→ TASK TO CARRY OUT: Can you copy out each of the records below word for word, keeping every line in its original order?

→ DATA TO PROCESS:
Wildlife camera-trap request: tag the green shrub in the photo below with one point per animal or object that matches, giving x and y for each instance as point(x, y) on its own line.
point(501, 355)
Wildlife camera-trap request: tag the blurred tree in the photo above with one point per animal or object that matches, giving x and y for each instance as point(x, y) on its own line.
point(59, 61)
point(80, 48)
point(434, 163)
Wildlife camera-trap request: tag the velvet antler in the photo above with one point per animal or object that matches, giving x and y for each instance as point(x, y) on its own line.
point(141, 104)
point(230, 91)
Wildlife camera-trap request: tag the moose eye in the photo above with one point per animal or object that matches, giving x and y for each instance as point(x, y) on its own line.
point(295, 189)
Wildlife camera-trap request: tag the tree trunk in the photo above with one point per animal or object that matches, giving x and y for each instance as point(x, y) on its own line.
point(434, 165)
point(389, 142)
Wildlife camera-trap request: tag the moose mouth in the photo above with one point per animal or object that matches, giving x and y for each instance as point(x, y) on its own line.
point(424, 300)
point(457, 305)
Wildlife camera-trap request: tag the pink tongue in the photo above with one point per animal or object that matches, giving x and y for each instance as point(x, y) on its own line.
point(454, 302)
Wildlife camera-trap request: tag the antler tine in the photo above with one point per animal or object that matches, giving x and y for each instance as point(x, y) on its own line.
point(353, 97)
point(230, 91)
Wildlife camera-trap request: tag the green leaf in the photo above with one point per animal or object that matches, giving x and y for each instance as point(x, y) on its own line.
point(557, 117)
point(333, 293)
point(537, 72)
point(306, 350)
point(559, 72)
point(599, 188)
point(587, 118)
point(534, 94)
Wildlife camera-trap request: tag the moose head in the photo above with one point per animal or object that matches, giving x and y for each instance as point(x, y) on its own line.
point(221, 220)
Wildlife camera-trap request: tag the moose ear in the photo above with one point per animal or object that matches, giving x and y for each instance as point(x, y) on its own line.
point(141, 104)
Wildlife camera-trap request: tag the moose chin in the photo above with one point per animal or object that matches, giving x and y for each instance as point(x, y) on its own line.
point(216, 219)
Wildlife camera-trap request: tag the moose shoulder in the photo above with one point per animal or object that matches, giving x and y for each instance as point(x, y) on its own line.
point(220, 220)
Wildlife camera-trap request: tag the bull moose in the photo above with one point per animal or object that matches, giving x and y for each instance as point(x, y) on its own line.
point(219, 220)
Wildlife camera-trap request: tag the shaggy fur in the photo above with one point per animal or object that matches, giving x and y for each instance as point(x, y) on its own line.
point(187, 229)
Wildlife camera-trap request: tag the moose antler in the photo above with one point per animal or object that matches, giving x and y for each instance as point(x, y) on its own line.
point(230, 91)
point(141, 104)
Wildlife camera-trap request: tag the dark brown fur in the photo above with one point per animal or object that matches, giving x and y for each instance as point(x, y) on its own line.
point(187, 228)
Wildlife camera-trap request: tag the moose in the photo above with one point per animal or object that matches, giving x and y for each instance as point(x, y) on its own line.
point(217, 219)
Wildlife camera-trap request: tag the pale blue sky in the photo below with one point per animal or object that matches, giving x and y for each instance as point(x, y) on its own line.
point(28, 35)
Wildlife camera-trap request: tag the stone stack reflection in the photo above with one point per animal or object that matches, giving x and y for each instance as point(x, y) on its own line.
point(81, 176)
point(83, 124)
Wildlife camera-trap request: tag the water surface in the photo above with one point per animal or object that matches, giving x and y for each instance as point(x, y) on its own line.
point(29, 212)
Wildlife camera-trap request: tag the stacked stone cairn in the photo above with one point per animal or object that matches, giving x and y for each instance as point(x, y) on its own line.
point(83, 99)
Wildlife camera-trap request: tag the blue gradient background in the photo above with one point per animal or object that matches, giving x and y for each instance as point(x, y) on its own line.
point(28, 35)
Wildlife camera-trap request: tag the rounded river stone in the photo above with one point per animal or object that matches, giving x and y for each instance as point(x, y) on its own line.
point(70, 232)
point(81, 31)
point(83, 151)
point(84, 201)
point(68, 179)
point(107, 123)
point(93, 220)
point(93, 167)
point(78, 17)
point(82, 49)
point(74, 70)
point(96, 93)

→ COMPLETED TASK:
Wildlife camera-trap request: tag the green shrub in the photo below with one point per animal or object that matches, giving x and y for each instance as point(x, y) on its own line.
point(501, 355)
Wildlife camera-trap request: tag the blurred tree in the photo above with one point per animal or object that matches, giving x and y for each instance as point(x, y) on its own line.
point(59, 61)
point(80, 48)
point(434, 163)
Wildlife camera-trap request: tag the velvet antler in the photo above with one point per animal or object that matches, giving x and y for each instance as point(x, y) on its own line.
point(141, 104)
point(230, 91)
Wildlife camera-trap request: tag the moose eye in the photo above with one point per animal or object that matches, giving x and y for each instance as point(x, y) on its own line.
point(295, 189)
Wildlife camera-trap request: tag the tree trunk in the photo above with one point per animal or object that matches, giving x and y for each instance as point(x, y) on its own line.
point(434, 165)
point(389, 142)
Wildlife camera-trap request: tag the moose mouth in the photo above with one point per animal or object that matches, giving x and y for each instance as point(x, y) on its own line.
point(424, 300)
point(457, 305)
Wildlife camera-trap request: tag the pink tongue in the photo above with one point per animal or object that matches, giving x and y for each instance as point(x, y) on its own line.
point(454, 302)
Wildlife camera-trap request: tag the antler tine in the photo above with one point per animal or object that matches, giving x and y for each instance as point(x, y) on its own line.
point(353, 97)
point(230, 91)
Wildlife camera-trap request: tag the green leaf in the photo above with one point per animal or object that matches, giving x and y for each instance as point(x, y) on its own line.
point(557, 117)
point(333, 293)
point(537, 72)
point(306, 350)
point(559, 72)
point(599, 188)
point(587, 118)
point(534, 94)
Wildlife camera-trap request: tag the moose head in the photo above with one point per animal or object that matches, giving x and y for each instance as point(x, y) on its own line.
point(221, 220)
Wildlife camera-trap request: tag the moose ear in the photo above with one point per animal or object that matches, giving x and y for each instance as point(x, y) on its own line.
point(141, 104)
Wildlife camera-trap request: tag the moose chin in the photo above with one point per animal or object that matches, giving x and y for each instance as point(x, y) on its own line.
point(216, 219)
Wildlife camera-trap request: tag the moose shoulder in the photo above with one point per animal or object that matches, giving x and y for each instance as point(x, y) on its own line.
point(220, 220)
Wildlife camera-trap request: tag the bull moose in the photo above with one point per animal or object that matches, giving x and y for each instance as point(x, y) on its own line.
point(219, 220)
Wildlife camera-trap request: tag the shaggy fur in the photo above with one point per animal or object that matches, giving x and y for each instance as point(x, y) on its own line.
point(187, 229)
Wildlife camera-trap request: tag the moose antler in the photo above with one point per animal or object that matches, giving x and y for each instance as point(x, y) on its own line.
point(230, 91)
point(141, 104)
Wildlife camera-trap request: tag the dark brown fur in the photo above with one point per animal or object that matches, giving x and y for each instance as point(x, y) on its own line.
point(187, 228)
Wildlife camera-trap request: tag the moose in the photo above with one point per animal or object that matches, giving x and y for each instance as point(x, y) on its own line.
point(217, 219)
Wildlife camera-trap request: tag the pale blue sky in the photo below with one point per animal or object that matches, giving x and y for each instance as point(x, y) on its own line.
point(28, 35)
Wildlife camera-trap request: tag the stone stack reflection in the photo above with one point per animal or object that matches, giving x and y for each instance as point(x, y) on its own line.
point(81, 176)
point(83, 124)
Wildlife camera-trap request: tag the water surface in the photo above with one point per animal or object that matches, giving x and y for each instance as point(x, y) on its own line.
point(29, 212)
Wildlife camera-trap request: tag the stacked stone cairn in the photo above with one point per animal or object that matches, giving x and y for each instance as point(x, y) on its own line.
point(83, 99)
Wildlife camera-trap request: tag the blue gradient background in the photo above with one point per animal or object that matches, giving x and y for each instance as point(x, y) on its own line.
point(28, 35)
Wildlife camera-trap request: tag the rounded river stone in the photo above with one point per animal or object that matches, giving x and y for each instance as point(x, y) on its own line.
point(70, 232)
point(81, 31)
point(83, 151)
point(84, 201)
point(68, 179)
point(107, 123)
point(93, 220)
point(93, 167)
point(78, 17)
point(82, 49)
point(74, 70)
point(96, 93)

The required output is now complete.